Directions:
• a. From the XML thread, copy the text from "Are the documents" up to and including "document back out.".
• b. Say whether each statement below agrees with the XML thread, answering yes or no and quoting the deciding words: (i) one reply favors LINQ to XML when the input is valid XML that fits easily in memory; (ii) one reply assigns XSLT to transformation tasks and LINQ to manipulation tasks; (iii) one reply recommends XmlDocument for documents too large to fit in memory.

Given passage:
____________________
Just start by reading the documentation of the Xml namespace on the MSDN. Then if you have more specific questions, post them here...

md5sum
+1  A: 

If you have smaller documents which fit in computers memory you can use XmlDocument. Otherwise you can use XmlReader to iterate through the document.

Using XmlReader you can find out the elements type using:

while (xml.Read()) {
   switch xml.NodeType {
     case XmlNodeType.Element:
      //Do something
     case XmlNodeType.Text:
      //Do something
     case XmlNodeType.EndElement:  
      //Do something
   }
}
codymanix
A: 

Are the documents you are processing relatively small? If so, you could load them into memory using an XmlDocument object, modify it, and write the changes back out.

XmlDocument doc = new XmlDocument();
doc.Load("path_to_input_file");
// Make changes to the document.
XmlTextWriter xtw = new XmlTextWriter("path_to_output_file", Encoding.UTF8);
doc.WriteContentTo(xtw);

Depending on the structure of the input XML, this could make your parsing code a bit simpler.

Pat Daburu
A: 

One fairly easy approach would be to create a new XmlDocument, then use the Load() method to populate it. Once you've got the document, you can use CreateNavigator() to get an XPathNavigator object that you can use to find and alter elements in the document. Finally, you can use the Save() method on the XmlDocument to write the changed document back out.

ngroot
+4  A: 

If it's actually valid XML, and will easily fit in memory, I'd choose LINQ to XML (XDocument, XElement etc) every time. It's by far the nicest XML API I've used. It's easy to form queries, and easy to construct new elements too.

You can use XPath where that's appropriate, or the built-in axis methods (Elements(), Descendants(), Attributes() etc). If you could let us know what specific bits you're having a hard time with, I'd be happy to help work out how to express them in LINQ to XML.

If, on the other hand, this is HTML which isn't valid XML, you'll have a much harder time - because XML APIs generalyl expect to work with valid XML documents. You could use HTMLTidy first of course, but that may have undesirable effects.

For your specific example:

foreach (var img in doc.Descendants("img"))
{
    // src will be null if the attribute is missing
    string src = (string) img.Attribute("src");
    img.SetAttributeValue("src", src + "with-changes");
}
Jon Skeet
Bump XDocument for great justice.
annakata
I heartily agree! I had a couple of older apps I had to do the hard way with parsing and the like and L2X makes it so much easier and powerful.
Dillie-O
Jon, you may find HtmlAgilityPack very useful, instead of worrying about valid XML, you can use APIs similar to XDocument on dirty, real-world HTML.
Peter J
@Peter: Fortunately I've rarely had to work with dirty HTML - I've found myself using real XML more frequently. I'll bear it in mind though.
Jon Skeet
+1  A: 

For the task in hand - (read existing doc, write, and modify in a formalised way) I'd go with XPathDocument run through an XslCompiledTransform.

Where you can't formalise, don't have pre-existing docs or generally need more adaptive logic, I'd go with LINQ and XDocument like Skeet says.

Basically if the task is transformation then XSLT, if the task is manipulation then LINQ.

annakata
A: 

My favorite tool for this kind of thing is HtmlAgilityPack. I use it to parse complex HTML documents into LINQ-queryable collections. It is an extremely useful tool for querying and parsing HTML (which is often not valid XML).

For your problem, the code would look like:

var htmlDoc = HtmlAgilityPack.LoadDocument(stringOfHtml);
var images = htmlDoc.DocumentNode.SelectNodes("//img[id=lookforthis]");

if(images != null)
{
  foreach (HtmlNode node in images)  
  {  
      node.Attributes.Append("alt", "added an alt to lookforthis images.");  
  }  
}

htmlDoc.Save('output.html');
Peter J
____________________
Excerpted data:

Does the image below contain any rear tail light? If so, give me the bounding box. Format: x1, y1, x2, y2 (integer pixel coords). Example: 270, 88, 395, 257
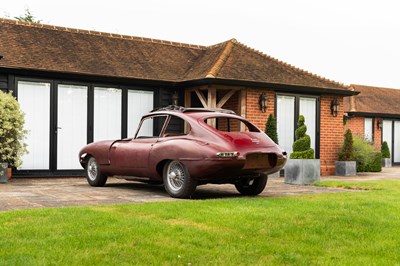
217, 151, 240, 158
268, 153, 278, 167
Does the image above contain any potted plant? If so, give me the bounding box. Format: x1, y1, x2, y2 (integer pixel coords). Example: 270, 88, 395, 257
265, 114, 280, 178
0, 91, 27, 183
285, 115, 321, 185
381, 141, 392, 167
335, 129, 356, 176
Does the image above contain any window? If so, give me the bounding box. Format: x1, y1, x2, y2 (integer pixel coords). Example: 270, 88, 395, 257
127, 90, 154, 137
204, 117, 260, 132
163, 116, 190, 137
93, 87, 122, 141
364, 117, 374, 142
136, 116, 167, 139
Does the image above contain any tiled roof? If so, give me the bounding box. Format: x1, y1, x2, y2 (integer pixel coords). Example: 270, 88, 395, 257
344, 84, 400, 115
0, 19, 348, 91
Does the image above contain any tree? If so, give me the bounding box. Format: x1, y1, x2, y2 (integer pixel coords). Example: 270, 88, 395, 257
339, 129, 354, 161
0, 90, 28, 167
14, 8, 42, 23
290, 115, 314, 159
265, 114, 278, 144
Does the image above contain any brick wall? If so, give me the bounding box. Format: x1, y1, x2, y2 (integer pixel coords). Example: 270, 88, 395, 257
345, 116, 382, 151
345, 116, 364, 138
189, 85, 352, 175
246, 89, 344, 175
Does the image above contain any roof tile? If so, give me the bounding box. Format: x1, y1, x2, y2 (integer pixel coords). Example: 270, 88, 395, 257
0, 18, 348, 91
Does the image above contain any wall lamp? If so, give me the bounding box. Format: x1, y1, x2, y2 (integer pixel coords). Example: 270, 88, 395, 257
376, 119, 383, 130
171, 92, 179, 105
258, 92, 267, 113
331, 98, 339, 117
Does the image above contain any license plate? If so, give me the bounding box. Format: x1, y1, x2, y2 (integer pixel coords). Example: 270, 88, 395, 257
244, 153, 269, 169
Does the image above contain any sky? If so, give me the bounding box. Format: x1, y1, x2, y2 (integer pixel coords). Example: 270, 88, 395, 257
0, 0, 400, 89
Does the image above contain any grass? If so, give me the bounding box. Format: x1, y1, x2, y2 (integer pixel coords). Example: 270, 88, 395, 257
0, 181, 400, 265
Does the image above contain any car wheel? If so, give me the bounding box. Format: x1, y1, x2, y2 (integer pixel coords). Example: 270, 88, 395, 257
235, 175, 268, 196
85, 157, 107, 187
163, 161, 197, 198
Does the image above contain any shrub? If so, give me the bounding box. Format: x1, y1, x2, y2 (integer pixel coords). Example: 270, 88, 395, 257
339, 129, 354, 161
290, 115, 314, 159
265, 114, 278, 144
353, 137, 382, 172
0, 91, 27, 167
381, 141, 390, 158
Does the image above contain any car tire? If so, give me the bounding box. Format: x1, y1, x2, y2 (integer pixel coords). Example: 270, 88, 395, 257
85, 157, 107, 187
163, 160, 197, 198
235, 175, 268, 196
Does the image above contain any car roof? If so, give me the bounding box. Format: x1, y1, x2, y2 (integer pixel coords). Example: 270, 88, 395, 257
150, 105, 236, 114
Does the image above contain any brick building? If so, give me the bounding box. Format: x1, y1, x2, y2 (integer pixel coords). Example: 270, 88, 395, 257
0, 19, 357, 175
344, 85, 400, 164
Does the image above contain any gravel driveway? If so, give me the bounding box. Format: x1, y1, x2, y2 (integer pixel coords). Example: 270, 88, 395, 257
0, 167, 400, 211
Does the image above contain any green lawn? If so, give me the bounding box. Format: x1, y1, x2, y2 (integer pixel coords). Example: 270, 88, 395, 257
0, 181, 400, 265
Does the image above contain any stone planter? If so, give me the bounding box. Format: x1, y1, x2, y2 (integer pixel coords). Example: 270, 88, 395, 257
0, 163, 8, 183
382, 158, 392, 167
285, 159, 321, 185
335, 161, 357, 176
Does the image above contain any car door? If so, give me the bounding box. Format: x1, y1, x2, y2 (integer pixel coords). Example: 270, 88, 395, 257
110, 115, 167, 172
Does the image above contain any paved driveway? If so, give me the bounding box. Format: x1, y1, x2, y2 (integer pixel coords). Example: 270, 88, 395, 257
0, 167, 400, 211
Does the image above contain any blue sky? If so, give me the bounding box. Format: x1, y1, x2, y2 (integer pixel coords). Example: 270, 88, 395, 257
0, 0, 400, 89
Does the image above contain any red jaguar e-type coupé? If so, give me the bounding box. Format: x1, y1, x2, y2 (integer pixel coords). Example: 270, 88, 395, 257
79, 106, 286, 198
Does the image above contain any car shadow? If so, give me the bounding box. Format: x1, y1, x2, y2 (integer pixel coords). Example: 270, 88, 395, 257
105, 181, 243, 200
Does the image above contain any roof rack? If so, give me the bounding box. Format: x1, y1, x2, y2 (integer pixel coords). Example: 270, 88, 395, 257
151, 105, 236, 114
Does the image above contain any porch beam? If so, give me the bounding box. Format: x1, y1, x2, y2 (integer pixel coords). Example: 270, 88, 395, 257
194, 89, 210, 108
217, 90, 237, 108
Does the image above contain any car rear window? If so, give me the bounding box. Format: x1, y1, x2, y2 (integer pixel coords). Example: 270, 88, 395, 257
204, 117, 260, 132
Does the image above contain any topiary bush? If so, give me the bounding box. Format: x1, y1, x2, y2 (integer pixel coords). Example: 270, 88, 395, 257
381, 141, 390, 158
265, 114, 278, 144
0, 91, 28, 167
338, 129, 354, 161
353, 137, 382, 172
290, 115, 314, 159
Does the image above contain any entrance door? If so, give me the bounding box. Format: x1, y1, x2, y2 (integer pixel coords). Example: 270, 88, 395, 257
382, 120, 393, 160
276, 95, 319, 157
393, 121, 400, 163
276, 95, 296, 155
55, 84, 88, 170
18, 81, 50, 170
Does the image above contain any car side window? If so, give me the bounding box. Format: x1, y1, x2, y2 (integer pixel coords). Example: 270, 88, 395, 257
163, 115, 190, 137
204, 117, 260, 132
135, 115, 167, 139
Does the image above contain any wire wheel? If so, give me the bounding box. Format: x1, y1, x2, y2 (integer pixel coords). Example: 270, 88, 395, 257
85, 156, 107, 187
167, 161, 187, 192
86, 157, 98, 181
163, 161, 197, 198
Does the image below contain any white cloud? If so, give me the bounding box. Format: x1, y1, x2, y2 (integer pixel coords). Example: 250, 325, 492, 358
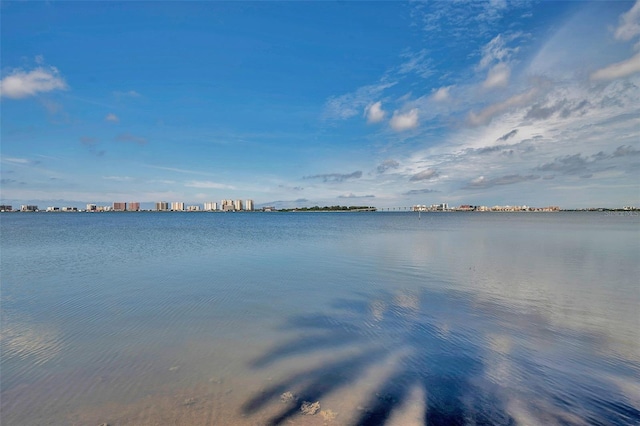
431, 86, 451, 102
104, 112, 120, 123
365, 101, 386, 123
324, 82, 396, 120
482, 63, 511, 89
184, 180, 236, 189
478, 33, 522, 69
2, 157, 31, 164
398, 49, 434, 78
389, 108, 418, 132
102, 176, 133, 182
113, 90, 142, 98
468, 89, 537, 126
591, 53, 640, 80
615, 0, 640, 41
0, 66, 67, 99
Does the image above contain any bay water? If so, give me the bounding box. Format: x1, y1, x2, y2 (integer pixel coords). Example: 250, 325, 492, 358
0, 212, 640, 425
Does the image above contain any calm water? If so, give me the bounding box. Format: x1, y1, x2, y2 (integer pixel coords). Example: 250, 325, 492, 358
0, 213, 640, 425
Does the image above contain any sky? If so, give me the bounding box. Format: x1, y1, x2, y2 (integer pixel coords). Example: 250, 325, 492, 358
0, 0, 640, 208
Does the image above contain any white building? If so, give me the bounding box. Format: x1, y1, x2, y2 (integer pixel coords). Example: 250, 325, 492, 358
204, 201, 218, 211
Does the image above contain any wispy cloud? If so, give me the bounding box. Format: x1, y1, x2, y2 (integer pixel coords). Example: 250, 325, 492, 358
462, 174, 540, 189
80, 136, 98, 146
116, 133, 147, 145
409, 169, 439, 182
402, 188, 440, 195
2, 157, 32, 166
591, 52, 640, 80
113, 90, 142, 98
397, 49, 435, 78
389, 108, 418, 132
482, 63, 511, 89
102, 176, 133, 182
324, 80, 396, 120
376, 158, 400, 173
338, 192, 376, 198
615, 0, 640, 41
431, 86, 451, 102
467, 88, 538, 126
303, 170, 362, 182
184, 180, 236, 189
364, 101, 386, 123
496, 129, 518, 142
0, 66, 67, 99
104, 112, 120, 123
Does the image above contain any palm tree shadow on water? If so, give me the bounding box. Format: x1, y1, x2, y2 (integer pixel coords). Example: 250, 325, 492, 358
242, 290, 640, 425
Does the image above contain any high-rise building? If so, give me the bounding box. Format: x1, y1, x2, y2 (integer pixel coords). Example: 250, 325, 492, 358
221, 200, 234, 212
156, 201, 169, 212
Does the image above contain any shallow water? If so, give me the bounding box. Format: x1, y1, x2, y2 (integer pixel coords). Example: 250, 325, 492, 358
0, 212, 640, 425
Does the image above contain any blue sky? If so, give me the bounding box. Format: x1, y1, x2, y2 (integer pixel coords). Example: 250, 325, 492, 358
0, 0, 640, 208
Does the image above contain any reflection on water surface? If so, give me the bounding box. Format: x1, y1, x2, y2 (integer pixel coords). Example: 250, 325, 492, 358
0, 213, 640, 425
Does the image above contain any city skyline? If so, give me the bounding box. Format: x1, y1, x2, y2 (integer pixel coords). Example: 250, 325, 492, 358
0, 0, 640, 208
____________________
Problem solutions:
• a.
Are the documents you are processing relatively small? If so, you could load them into memory using an XmlDocument object, modify it, and write the changes back out.

XmlDocument doc = new XmlDocument();
doc.Load("path_to_input_file");
// Make changes to the document.
XmlTextWriter xtw = new XmlTextWriter("path_to_output_file", Encoding.UTF8);
doc.WriteContentTo(xtw);

Depending on the structure of the input XML, this could make your parsing code a bit simpler.

Pat Daburu
A: 

One fairly easy approach would be to create a new XmlDocument, then use the Load() method to populate it. Once you've got the document, you can use CreateNavigator() to get an XPathNavigator object that you can use to find and alter elements in the document. Finally, you can use the Save() method on the XmlDocument to write the changed document back out.

• b.
(i) Yes: "If it's actually valid XML, and will easily fit in memory, I'd choose LINQ to XML (XDocument, XElement etc) every time."
(ii) Yes: "Basically if the task is transformation then XSLT, if the task is manipulation then LINQ."
(iii) No: "If you have smaller documents which fit in computers memory you can use XmlDocument. Otherwise you can use XmlReader to iterate through the document."